> [What is needed]
Please write out the complete listing that follows, exactly as it reads.

--

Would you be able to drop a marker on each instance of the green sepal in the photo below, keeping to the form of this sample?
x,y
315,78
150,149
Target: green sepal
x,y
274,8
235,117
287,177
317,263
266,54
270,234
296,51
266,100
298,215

--

> [Worked answer]
Would you be able to drop a marker on each instance of the green sepal in the photo below, keeping to the form of this sample?
x,y
315,78
150,149
Target: green sepal
x,y
274,8
235,117
287,177
317,263
266,54
270,234
296,51
266,100
298,215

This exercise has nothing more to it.